O inominável em “Ensaio sobre a cegueira”, de José Saramago, e em “Os cus de Judas”, de Lobo Antunes: distanciamentos e aproximações

18/04/2024 10:55

Por Maysa da Silva Monteiro 

Voluntária – PET-Letras

Letras Português

 

Violência. Palavra com nove letras que retrata os horrores de coisas tantas. Coisas, absurdos, injustiças e a perpetuação dessas injustiças. Infelizmente, esses vocábulos retratam ela: a realidade. A realidade que foi escancarada em duas obras de autores portugueses: em “Ensaio sobre a cegueira”, de José Saramago; e em “Os cus de Judas”, de Lobo Antunes. Cada um à sua maneira, ambos abordaram os horrores infindáveis da natureza humana. “Dentro de nós há uma coisa que não tem nome, essa coisa é o que somos” (Saramago, 2017, p. 262), diz uma personagem no livro de Saramago, que, por sua vez, pode se estender para a obra de Lobo Antunes. Ambos trabalham com a dualidade do ser humano, as controvérsias e com o paradoxo da própria existência. O que é o ser humano, afinal?

Em “Ensaio sobre a cegueira”, é um ser lutando pela sobrevivência em meio ao caos, a fome e a violência – de todas as formas. Em “Os cus de Judas”, também. A trama da primeira história retrata uma sociedade assolada por uma “cegueira branca”, como se estivessem mergulhados em um mar de leite. A partir de então, os atingidos por essa epidemia são isolados e mantidos em um manicômio para minimizar a contaminação e, principalmente – conforme o pensamento do exército que cuidava do local – matarem um aos outros na tentativa de sobrevivência. Já na segunda história, Lobo Antunes escreve sobre suas experiências na guerra em Angola, enquanto auxiliava as tropas portuguesas. Então, ele começa a contar suas histórias no aguardo de sua refeição em um restaurante, relatando o horror da guerra e as atrocidades lá cometidas.

[Entradas de apontamento e rotulagem]
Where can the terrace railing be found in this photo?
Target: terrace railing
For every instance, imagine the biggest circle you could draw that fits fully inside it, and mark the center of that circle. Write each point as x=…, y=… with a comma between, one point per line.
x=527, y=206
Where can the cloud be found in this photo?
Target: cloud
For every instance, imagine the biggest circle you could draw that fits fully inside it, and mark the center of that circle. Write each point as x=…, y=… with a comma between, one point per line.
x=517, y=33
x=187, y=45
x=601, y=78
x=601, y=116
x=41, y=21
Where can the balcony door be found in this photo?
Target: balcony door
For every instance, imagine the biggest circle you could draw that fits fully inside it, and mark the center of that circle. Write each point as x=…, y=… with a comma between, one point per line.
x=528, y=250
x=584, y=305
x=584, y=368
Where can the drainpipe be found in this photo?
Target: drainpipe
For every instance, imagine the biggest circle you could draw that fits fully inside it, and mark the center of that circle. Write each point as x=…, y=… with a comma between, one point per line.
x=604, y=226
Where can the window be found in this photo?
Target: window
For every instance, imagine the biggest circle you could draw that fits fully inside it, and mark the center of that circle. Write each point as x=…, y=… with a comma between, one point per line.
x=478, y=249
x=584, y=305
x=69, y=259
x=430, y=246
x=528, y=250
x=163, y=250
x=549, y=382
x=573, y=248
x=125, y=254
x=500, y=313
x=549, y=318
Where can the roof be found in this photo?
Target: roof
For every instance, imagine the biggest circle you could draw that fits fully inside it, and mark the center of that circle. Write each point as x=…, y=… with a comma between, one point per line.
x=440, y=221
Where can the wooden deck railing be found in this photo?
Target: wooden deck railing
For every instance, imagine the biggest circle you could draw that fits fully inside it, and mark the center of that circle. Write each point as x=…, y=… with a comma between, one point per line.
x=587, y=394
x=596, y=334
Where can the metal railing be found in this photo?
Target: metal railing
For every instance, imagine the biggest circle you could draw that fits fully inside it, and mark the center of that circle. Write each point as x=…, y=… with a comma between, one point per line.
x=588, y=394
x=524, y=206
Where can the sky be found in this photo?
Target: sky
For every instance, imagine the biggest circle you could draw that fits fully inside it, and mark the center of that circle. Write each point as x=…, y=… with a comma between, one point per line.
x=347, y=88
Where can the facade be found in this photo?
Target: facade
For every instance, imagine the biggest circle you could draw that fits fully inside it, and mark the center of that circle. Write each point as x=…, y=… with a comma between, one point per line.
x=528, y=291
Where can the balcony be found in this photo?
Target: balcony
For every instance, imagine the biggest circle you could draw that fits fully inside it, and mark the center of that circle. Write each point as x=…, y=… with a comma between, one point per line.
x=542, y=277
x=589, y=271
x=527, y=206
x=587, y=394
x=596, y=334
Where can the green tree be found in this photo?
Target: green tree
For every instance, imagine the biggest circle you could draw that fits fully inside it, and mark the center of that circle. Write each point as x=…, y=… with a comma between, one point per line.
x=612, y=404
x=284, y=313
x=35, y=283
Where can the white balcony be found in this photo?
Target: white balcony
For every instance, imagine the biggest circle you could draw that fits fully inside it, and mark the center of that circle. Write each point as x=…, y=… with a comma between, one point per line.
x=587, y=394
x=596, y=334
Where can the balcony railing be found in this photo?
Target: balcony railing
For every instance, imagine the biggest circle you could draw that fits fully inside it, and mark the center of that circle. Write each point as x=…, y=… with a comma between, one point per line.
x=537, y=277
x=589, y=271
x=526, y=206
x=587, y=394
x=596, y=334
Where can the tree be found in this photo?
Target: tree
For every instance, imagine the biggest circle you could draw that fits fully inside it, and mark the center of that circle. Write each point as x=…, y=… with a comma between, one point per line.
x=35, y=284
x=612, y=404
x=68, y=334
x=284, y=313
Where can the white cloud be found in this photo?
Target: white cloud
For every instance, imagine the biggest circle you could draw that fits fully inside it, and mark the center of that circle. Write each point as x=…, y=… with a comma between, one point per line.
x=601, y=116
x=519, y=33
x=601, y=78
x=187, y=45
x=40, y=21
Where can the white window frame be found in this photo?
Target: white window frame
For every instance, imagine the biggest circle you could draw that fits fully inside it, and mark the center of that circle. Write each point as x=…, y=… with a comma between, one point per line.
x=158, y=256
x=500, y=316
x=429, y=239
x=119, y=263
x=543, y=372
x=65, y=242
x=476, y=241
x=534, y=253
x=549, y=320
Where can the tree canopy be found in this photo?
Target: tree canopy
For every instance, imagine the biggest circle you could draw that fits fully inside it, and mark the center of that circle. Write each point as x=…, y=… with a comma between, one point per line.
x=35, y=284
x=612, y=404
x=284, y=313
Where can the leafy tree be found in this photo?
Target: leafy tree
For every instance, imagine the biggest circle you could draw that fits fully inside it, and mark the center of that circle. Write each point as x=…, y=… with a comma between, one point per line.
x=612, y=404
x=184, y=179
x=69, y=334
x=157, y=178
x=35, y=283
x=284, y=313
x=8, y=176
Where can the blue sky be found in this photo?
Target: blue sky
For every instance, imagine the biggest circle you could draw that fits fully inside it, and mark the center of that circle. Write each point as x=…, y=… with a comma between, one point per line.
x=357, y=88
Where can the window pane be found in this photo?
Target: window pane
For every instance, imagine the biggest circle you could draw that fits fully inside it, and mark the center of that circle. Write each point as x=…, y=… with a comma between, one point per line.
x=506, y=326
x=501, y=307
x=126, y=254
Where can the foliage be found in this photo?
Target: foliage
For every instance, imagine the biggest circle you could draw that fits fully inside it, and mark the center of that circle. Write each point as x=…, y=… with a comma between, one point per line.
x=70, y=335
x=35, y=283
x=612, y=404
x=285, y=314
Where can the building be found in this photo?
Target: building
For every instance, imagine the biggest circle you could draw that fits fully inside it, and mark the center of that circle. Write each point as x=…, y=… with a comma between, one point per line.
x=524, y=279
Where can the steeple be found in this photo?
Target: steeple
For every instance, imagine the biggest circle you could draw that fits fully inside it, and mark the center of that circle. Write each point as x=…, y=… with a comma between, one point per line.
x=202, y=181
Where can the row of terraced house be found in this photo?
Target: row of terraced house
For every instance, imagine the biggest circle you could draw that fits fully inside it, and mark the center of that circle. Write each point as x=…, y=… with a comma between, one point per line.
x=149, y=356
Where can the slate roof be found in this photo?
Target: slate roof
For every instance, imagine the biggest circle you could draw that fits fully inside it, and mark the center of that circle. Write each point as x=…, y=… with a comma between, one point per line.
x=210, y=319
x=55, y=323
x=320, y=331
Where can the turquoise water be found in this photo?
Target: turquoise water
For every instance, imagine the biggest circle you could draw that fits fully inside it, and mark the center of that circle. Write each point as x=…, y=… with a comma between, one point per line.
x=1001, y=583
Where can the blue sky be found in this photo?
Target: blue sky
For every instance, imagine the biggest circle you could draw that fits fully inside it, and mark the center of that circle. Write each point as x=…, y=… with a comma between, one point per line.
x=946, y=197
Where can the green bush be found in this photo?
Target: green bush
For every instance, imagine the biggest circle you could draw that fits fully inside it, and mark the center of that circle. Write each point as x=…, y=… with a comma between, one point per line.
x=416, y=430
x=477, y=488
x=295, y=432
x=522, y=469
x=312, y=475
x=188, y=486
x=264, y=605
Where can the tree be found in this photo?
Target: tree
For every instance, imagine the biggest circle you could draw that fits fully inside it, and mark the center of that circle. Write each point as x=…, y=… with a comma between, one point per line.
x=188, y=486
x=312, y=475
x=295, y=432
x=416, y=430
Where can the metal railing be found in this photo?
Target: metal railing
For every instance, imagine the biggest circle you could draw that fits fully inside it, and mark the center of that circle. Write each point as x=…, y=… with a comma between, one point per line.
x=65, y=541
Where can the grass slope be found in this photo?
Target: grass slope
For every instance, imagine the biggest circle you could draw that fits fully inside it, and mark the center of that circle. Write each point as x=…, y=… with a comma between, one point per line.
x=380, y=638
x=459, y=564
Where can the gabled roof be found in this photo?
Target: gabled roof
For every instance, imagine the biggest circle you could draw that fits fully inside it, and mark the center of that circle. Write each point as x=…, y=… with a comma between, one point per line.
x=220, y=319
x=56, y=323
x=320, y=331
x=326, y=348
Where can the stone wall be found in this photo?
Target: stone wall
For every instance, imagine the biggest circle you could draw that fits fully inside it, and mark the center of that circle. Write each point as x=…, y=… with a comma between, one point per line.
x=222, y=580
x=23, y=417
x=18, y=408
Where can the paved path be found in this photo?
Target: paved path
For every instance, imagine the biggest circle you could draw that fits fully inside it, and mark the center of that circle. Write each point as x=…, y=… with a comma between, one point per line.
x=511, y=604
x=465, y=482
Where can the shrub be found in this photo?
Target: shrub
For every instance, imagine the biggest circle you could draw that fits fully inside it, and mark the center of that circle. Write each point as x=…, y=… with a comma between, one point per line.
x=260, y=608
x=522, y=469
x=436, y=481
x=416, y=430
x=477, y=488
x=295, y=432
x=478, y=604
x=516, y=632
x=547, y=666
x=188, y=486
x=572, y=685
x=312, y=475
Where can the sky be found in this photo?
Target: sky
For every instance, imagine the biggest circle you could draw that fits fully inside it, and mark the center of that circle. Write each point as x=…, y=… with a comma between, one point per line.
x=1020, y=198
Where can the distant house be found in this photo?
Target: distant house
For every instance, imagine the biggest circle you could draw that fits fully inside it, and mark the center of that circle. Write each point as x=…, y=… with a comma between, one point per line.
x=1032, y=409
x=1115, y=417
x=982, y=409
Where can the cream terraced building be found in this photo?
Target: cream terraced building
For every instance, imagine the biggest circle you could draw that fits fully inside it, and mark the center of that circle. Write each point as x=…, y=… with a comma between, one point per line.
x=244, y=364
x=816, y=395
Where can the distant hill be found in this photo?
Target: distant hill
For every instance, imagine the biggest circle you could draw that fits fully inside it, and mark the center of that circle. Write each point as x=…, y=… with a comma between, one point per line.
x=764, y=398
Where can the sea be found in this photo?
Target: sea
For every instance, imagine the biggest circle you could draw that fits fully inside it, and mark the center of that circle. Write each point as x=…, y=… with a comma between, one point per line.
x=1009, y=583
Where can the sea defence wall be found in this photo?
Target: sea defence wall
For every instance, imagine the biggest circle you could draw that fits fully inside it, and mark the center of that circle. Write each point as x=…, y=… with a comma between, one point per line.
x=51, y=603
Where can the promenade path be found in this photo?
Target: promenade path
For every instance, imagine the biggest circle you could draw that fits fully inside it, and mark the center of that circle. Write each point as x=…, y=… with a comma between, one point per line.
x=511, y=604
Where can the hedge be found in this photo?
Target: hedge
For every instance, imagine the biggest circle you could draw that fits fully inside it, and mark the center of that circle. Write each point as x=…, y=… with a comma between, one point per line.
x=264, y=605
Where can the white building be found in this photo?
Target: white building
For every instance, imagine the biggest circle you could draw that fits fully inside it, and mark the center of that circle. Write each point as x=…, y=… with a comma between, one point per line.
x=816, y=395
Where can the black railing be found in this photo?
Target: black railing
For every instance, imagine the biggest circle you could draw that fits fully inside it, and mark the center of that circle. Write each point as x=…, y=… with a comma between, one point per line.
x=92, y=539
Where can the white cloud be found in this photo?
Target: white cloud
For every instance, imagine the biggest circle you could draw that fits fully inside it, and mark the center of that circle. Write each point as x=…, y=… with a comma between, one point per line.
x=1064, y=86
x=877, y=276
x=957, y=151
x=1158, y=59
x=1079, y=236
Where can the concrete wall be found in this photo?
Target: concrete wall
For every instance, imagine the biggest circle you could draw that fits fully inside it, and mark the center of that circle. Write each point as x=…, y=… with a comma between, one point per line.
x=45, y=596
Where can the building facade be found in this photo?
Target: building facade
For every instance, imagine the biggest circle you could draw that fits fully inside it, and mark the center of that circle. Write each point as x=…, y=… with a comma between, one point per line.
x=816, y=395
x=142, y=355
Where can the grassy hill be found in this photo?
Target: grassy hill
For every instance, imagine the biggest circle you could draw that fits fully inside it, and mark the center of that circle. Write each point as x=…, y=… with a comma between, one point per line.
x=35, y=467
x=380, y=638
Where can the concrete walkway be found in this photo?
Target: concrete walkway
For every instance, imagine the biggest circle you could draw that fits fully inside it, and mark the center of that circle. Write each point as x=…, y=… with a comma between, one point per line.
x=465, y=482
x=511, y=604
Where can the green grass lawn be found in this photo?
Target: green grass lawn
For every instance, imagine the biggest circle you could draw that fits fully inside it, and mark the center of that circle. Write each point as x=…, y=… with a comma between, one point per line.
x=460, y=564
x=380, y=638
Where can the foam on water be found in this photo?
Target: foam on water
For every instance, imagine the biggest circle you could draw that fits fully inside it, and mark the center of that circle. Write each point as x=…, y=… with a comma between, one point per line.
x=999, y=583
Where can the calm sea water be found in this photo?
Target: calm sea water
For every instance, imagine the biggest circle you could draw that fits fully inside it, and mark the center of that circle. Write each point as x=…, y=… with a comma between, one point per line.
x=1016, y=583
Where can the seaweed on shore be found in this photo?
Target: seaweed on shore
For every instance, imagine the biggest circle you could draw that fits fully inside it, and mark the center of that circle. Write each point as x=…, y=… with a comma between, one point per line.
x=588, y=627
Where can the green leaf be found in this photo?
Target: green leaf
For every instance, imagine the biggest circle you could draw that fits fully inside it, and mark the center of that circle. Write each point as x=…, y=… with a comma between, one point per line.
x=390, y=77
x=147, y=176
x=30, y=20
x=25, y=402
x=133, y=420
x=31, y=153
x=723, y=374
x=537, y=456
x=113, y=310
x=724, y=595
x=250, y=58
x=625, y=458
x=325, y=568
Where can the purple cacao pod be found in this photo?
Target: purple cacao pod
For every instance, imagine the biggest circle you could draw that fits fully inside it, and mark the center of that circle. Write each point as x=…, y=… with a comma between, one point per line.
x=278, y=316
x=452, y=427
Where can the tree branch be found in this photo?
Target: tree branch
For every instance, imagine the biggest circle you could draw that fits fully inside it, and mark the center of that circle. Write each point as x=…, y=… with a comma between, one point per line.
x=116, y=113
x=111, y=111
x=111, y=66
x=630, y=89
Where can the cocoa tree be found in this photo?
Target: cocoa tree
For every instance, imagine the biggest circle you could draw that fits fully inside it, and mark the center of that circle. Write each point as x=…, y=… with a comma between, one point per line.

| O QUE FAZER |
Responda, por favor, às perguntas sobre o texto a respeito das obras de Saramago e Lobo Antunes:
1. Quantas letras tem a palavra "Violência", segundo o texto?
2. Em que lugar são isolados os atingidos pela "cegueira branca"?
3. Em que país se passa a guerra sobre a qual Lobo Antunes escreve?
Os dados não são necessários para esta tarefa.

| RESPOSTA DA TAREFA |
1. Nove letras.
2. Em um manicômio.
3. Em Angola.